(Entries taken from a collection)
================================
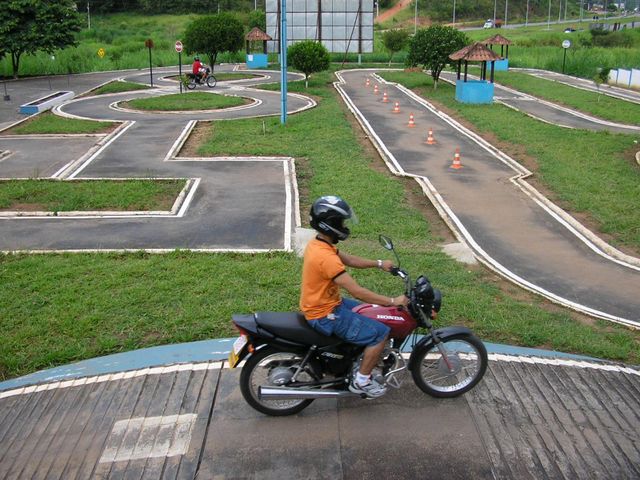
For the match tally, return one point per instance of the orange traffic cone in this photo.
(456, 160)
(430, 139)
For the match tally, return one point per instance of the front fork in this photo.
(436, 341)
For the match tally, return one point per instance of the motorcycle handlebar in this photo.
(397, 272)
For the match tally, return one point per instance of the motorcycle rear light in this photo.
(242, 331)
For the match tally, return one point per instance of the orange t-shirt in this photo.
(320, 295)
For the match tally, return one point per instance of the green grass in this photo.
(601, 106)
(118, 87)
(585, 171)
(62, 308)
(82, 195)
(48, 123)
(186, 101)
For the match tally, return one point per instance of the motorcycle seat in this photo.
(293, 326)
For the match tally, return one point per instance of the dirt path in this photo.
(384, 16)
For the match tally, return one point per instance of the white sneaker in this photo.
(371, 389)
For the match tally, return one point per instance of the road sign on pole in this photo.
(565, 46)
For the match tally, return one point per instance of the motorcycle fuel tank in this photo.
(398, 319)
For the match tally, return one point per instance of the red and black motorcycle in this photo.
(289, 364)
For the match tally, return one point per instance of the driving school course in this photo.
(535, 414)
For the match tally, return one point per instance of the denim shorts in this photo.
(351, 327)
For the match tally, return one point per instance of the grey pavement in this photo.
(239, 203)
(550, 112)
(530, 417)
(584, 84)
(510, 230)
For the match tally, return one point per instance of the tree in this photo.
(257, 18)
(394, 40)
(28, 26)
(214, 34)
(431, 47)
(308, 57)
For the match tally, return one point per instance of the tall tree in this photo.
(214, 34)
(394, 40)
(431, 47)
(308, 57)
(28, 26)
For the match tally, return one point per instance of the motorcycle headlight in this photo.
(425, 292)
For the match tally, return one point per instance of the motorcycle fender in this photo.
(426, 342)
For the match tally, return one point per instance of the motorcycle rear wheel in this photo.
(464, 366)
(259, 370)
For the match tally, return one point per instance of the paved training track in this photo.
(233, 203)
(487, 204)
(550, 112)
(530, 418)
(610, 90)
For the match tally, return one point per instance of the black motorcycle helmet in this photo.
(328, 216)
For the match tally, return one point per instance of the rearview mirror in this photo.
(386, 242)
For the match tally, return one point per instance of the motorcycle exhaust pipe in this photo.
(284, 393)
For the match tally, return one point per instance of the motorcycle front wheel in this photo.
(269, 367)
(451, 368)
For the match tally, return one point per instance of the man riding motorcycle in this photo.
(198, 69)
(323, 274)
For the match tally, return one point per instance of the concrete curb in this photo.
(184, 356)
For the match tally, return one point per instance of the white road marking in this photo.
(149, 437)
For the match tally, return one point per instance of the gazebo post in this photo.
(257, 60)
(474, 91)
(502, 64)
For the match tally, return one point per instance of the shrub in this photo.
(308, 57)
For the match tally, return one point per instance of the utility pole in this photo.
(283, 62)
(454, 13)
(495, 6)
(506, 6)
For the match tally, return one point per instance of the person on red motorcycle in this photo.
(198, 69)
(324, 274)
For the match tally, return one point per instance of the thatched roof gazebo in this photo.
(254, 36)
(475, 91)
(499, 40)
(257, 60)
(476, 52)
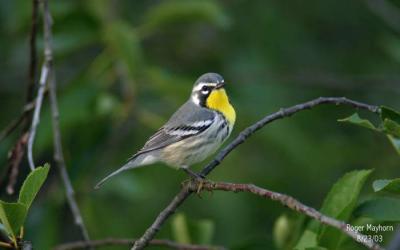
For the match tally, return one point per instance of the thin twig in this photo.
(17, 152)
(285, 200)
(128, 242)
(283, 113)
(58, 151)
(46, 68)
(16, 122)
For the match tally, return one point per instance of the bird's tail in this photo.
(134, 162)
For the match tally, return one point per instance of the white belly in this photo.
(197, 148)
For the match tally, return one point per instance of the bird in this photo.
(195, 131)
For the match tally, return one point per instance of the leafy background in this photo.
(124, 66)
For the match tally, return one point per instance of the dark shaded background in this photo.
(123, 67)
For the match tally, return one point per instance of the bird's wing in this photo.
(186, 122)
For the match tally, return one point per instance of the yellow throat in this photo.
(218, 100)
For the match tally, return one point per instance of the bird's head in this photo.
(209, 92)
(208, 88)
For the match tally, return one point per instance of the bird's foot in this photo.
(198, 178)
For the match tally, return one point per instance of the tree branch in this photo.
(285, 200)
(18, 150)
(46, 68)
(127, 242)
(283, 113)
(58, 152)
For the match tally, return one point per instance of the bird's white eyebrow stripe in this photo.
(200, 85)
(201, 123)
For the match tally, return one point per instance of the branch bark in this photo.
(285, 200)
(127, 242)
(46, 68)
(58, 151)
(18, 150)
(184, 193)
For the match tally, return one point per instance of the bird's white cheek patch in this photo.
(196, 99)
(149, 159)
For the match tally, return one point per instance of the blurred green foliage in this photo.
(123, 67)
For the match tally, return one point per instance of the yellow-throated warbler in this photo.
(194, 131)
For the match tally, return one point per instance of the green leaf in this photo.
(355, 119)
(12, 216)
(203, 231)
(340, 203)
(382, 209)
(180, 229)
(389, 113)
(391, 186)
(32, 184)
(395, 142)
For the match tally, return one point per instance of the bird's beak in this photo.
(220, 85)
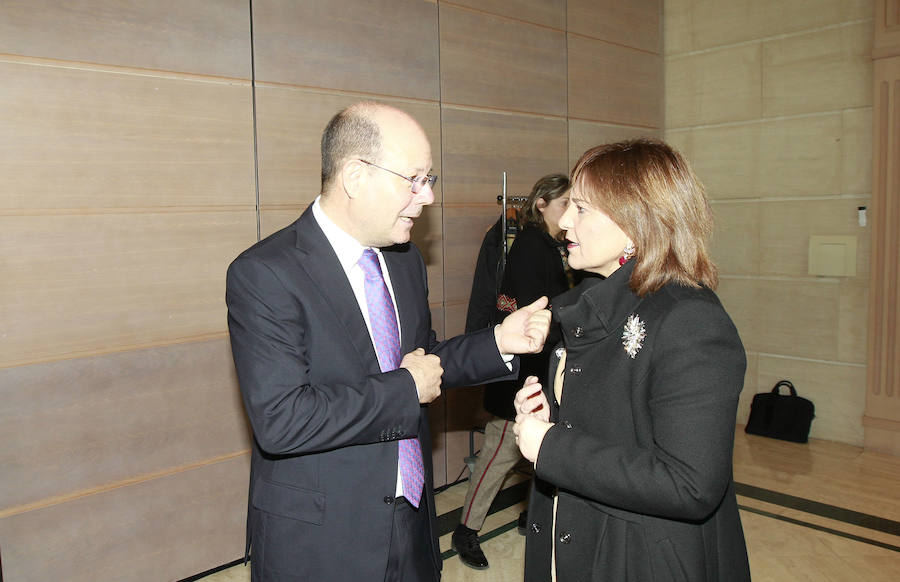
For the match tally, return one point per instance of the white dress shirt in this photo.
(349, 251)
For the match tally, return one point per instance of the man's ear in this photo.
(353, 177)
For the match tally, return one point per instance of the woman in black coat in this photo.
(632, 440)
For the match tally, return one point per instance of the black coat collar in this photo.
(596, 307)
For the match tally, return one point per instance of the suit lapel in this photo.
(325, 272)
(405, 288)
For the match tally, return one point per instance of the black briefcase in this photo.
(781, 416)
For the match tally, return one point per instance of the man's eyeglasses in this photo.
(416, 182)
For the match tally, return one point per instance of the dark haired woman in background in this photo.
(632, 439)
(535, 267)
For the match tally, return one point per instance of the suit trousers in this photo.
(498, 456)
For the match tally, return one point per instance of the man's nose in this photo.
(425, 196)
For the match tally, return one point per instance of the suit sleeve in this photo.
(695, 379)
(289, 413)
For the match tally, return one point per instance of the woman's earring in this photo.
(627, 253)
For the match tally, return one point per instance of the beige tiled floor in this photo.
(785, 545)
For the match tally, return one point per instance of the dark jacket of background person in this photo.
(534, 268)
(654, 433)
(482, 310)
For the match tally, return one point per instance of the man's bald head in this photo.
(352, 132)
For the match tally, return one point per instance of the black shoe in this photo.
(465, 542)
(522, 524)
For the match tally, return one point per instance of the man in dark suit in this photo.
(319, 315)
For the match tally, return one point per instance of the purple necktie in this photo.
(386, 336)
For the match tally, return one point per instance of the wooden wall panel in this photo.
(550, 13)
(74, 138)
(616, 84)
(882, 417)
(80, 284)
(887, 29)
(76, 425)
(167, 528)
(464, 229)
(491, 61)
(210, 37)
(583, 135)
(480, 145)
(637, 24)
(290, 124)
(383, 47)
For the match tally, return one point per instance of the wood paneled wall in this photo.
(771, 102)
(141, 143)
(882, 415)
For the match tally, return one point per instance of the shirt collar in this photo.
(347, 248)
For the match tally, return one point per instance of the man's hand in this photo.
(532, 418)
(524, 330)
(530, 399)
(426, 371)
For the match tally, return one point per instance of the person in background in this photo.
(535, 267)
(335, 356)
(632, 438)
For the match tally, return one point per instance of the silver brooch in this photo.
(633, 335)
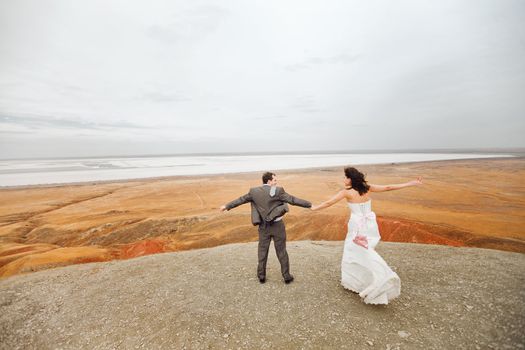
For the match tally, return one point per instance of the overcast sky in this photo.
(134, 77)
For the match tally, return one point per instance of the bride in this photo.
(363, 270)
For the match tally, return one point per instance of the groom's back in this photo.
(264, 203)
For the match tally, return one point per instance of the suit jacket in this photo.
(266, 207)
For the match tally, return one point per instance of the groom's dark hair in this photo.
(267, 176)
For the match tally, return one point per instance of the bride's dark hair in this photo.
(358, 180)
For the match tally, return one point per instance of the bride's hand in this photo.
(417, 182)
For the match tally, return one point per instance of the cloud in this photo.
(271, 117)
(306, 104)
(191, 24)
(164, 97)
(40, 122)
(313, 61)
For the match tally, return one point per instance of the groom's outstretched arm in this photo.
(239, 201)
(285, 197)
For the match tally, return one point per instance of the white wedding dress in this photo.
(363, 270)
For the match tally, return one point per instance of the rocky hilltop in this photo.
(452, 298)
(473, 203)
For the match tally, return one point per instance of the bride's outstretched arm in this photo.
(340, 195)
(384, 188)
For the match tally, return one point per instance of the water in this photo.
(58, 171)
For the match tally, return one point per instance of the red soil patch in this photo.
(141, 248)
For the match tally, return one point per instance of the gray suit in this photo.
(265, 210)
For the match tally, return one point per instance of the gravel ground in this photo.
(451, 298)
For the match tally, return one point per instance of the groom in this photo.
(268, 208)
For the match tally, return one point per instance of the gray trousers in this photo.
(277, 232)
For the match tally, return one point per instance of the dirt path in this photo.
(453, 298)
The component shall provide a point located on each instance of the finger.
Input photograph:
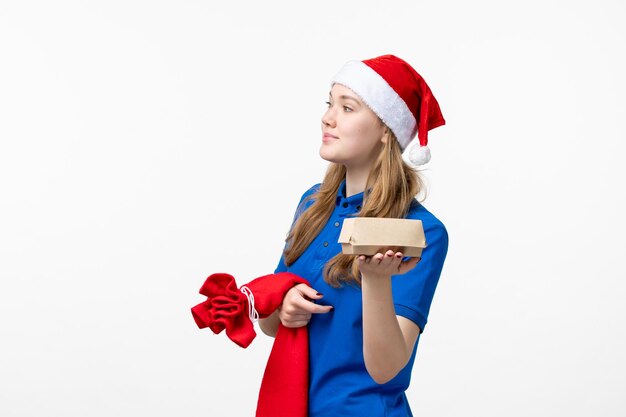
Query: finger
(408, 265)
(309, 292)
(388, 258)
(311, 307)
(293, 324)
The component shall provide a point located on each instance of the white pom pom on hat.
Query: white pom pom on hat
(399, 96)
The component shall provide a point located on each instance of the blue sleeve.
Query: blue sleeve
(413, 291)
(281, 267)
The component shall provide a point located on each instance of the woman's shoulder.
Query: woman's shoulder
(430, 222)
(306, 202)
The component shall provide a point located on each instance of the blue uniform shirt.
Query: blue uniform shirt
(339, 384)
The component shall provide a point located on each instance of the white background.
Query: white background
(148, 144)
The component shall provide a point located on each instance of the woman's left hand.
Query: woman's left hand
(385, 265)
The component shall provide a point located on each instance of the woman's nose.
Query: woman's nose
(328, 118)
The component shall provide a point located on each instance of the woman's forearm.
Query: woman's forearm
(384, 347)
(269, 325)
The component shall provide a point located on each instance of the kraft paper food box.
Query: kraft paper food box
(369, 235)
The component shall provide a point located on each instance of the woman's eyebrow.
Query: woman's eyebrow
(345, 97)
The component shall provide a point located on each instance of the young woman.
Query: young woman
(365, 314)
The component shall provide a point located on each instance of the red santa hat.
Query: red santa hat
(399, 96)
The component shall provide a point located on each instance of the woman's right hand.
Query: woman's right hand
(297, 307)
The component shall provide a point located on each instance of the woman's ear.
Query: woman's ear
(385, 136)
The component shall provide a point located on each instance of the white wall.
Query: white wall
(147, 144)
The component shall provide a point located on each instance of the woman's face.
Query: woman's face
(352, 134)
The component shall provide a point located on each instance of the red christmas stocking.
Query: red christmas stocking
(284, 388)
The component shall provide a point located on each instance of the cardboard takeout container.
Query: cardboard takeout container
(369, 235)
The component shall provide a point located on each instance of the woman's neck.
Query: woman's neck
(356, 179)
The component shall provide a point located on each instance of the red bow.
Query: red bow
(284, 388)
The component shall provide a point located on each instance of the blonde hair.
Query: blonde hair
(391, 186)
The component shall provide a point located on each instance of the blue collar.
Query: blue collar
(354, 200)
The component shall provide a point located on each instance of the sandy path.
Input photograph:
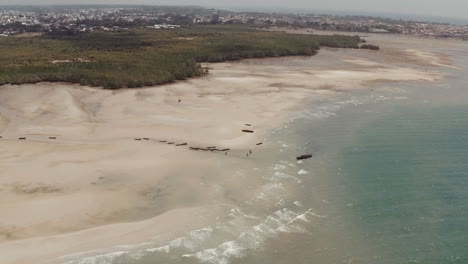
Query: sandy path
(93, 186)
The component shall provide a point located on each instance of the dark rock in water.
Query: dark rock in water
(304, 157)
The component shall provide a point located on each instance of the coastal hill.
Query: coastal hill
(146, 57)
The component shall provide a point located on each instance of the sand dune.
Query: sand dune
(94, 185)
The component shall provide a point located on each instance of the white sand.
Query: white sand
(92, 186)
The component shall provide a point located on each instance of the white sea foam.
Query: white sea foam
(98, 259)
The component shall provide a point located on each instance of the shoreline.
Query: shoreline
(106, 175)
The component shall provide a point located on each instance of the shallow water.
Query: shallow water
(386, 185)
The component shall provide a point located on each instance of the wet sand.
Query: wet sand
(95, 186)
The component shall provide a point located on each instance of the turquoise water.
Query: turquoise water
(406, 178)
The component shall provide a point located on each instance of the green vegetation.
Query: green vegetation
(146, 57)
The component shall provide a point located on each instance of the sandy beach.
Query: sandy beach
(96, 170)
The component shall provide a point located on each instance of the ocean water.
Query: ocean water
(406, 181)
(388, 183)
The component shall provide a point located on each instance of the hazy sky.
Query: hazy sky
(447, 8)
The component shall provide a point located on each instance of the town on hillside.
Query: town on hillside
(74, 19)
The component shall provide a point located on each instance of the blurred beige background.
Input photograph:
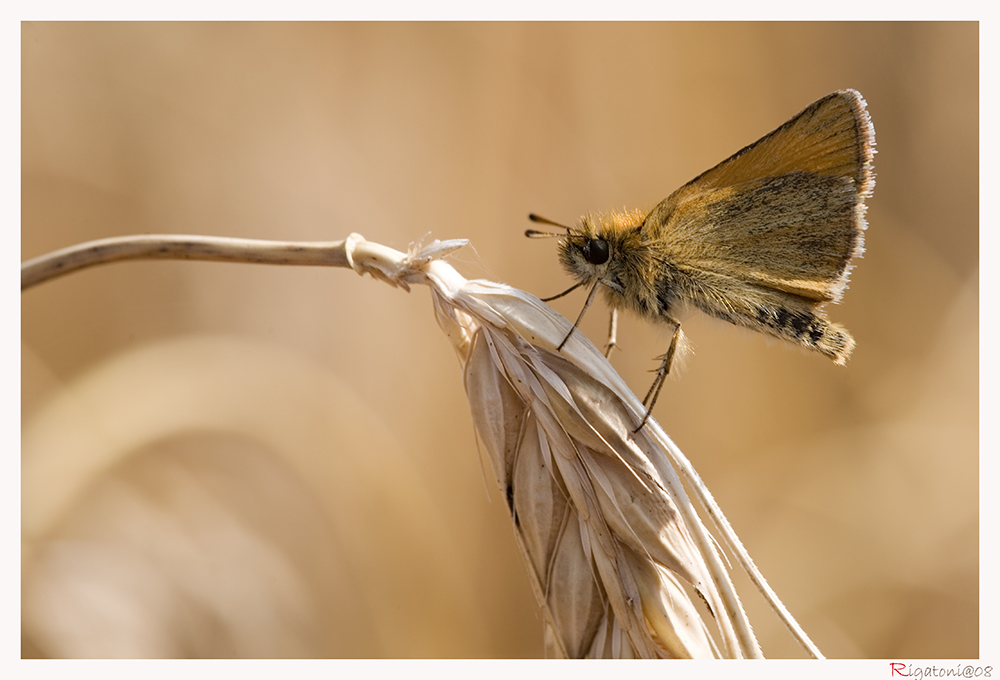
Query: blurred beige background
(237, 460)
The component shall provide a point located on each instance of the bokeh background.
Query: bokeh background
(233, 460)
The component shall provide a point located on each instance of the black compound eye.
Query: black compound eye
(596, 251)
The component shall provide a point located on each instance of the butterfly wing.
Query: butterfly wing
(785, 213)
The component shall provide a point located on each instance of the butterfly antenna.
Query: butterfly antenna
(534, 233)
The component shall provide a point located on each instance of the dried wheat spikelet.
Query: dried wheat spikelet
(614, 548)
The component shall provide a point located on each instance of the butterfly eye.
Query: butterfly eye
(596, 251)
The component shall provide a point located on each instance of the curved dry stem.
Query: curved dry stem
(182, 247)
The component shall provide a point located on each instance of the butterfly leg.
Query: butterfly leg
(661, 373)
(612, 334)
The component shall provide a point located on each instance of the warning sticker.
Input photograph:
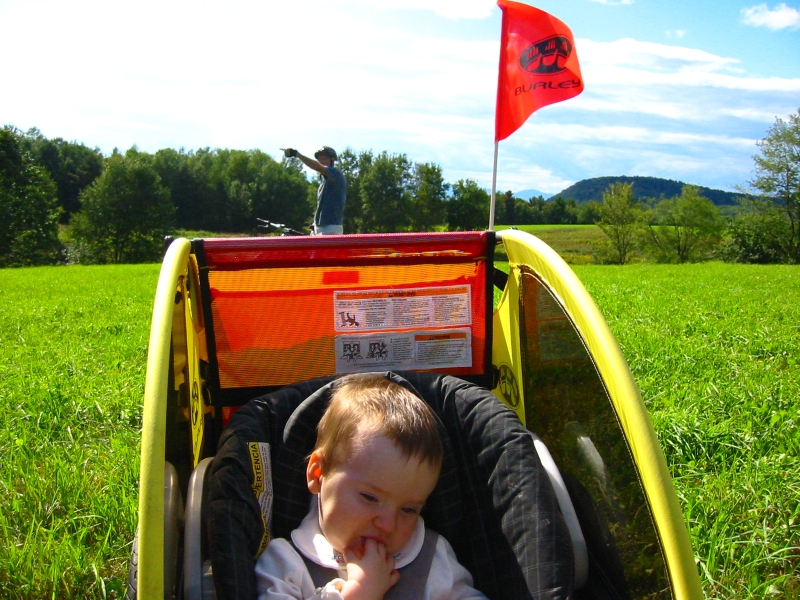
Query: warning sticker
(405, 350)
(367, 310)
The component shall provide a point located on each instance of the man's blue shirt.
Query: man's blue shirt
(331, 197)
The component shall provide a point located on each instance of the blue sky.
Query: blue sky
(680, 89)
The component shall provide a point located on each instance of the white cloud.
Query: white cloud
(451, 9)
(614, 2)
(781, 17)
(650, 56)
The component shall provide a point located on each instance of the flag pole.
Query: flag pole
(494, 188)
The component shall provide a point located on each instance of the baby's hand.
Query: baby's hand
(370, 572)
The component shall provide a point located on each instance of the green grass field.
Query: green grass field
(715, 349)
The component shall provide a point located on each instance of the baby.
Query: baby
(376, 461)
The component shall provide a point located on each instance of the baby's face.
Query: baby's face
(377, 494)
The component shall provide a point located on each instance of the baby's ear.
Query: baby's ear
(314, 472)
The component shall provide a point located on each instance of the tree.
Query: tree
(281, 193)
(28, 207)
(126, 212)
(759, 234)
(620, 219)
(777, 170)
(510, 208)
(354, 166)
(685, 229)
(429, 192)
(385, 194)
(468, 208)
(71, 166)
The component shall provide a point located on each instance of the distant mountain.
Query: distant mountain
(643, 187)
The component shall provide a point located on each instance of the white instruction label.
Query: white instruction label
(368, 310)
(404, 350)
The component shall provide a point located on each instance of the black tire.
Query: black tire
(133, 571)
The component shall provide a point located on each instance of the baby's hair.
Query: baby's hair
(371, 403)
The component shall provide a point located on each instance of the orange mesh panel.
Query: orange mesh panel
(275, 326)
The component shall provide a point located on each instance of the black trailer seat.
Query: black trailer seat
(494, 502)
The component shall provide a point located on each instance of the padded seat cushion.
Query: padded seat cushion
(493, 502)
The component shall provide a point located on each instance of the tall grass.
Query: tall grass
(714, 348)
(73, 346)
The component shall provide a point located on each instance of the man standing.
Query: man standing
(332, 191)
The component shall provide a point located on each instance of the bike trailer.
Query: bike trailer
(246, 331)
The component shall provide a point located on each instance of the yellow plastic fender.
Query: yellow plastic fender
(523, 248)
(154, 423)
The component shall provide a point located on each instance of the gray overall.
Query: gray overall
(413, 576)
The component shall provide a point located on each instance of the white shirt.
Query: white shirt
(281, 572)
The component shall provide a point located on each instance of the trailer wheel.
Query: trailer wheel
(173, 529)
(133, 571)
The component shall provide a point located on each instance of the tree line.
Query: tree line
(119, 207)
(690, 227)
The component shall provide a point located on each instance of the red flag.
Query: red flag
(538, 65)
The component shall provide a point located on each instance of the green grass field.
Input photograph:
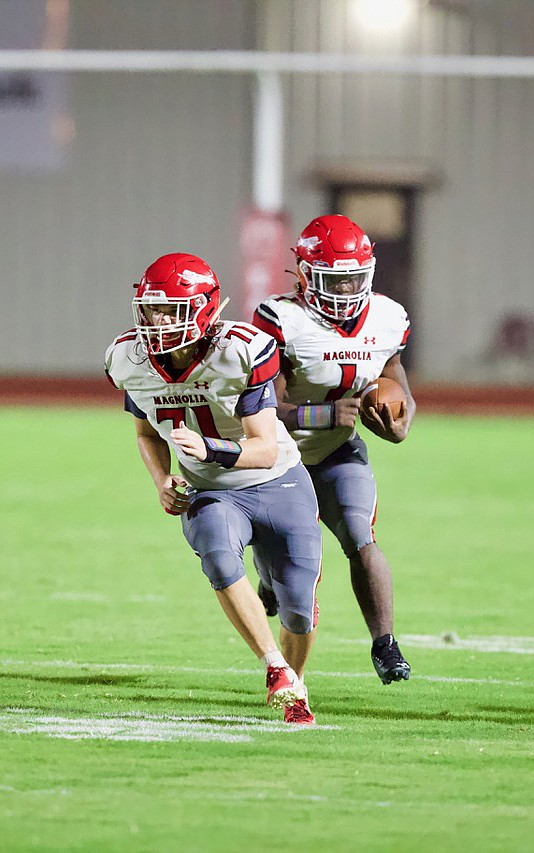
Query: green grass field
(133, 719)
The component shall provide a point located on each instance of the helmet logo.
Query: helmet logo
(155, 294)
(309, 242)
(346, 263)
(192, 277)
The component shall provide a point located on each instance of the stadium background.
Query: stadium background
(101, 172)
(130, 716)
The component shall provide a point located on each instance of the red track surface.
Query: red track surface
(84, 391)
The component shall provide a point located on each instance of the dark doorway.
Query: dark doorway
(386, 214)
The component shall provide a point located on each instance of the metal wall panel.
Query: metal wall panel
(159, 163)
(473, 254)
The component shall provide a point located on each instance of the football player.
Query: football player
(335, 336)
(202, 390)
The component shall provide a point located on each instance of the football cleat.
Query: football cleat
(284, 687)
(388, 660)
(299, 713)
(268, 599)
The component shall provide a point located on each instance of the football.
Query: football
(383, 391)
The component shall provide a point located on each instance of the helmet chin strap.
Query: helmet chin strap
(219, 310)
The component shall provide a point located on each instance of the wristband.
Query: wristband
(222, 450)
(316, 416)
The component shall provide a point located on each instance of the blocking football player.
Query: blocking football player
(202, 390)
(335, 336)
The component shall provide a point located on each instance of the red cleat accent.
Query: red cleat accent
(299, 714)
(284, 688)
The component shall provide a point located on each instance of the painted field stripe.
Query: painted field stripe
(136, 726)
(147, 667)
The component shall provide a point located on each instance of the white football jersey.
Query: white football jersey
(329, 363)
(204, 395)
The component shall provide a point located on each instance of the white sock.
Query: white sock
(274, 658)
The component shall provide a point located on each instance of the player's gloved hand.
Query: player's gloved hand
================================
• _DIRECTIONS FOR THIS TASK_:
Please show every line of the entries above that contains the word "gloved".

• _YOUR RESPONSE_:
The component shall provide a point located on each instance of the player's gloved hand.
Query: player's gloved hand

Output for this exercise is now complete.